Labeled-object pointing records:
┏━━

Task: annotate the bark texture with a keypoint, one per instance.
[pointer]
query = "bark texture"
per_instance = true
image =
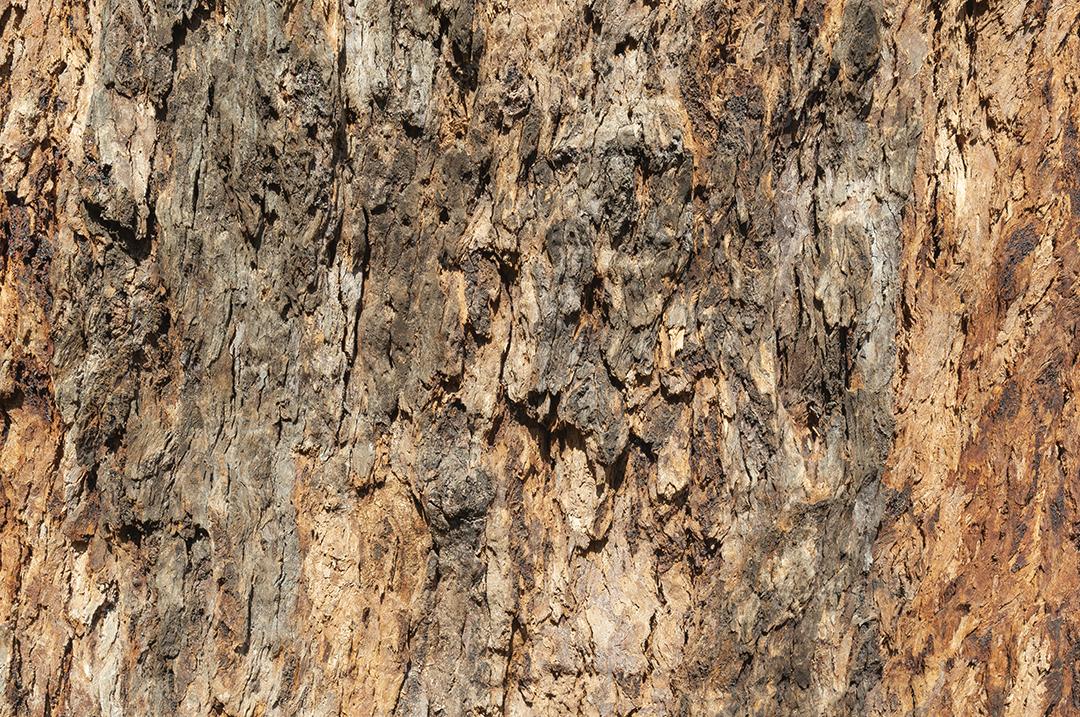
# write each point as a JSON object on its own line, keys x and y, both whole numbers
{"x": 486, "y": 357}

┗━━

• YOUR TASK: Edit the records by changing every "bark texture" to "tree bark" and keeping the rest of each line the same. Leave the pictures out of your answer.

• OUTPUT BELOW:
Task: annotate the tree bark with a keypoint, one per instance.
[pointer]
query = "tree bark"
per_instance = true
image =
# write each point as a JSON object on its own line, keys x and y, both whole numbers
{"x": 486, "y": 357}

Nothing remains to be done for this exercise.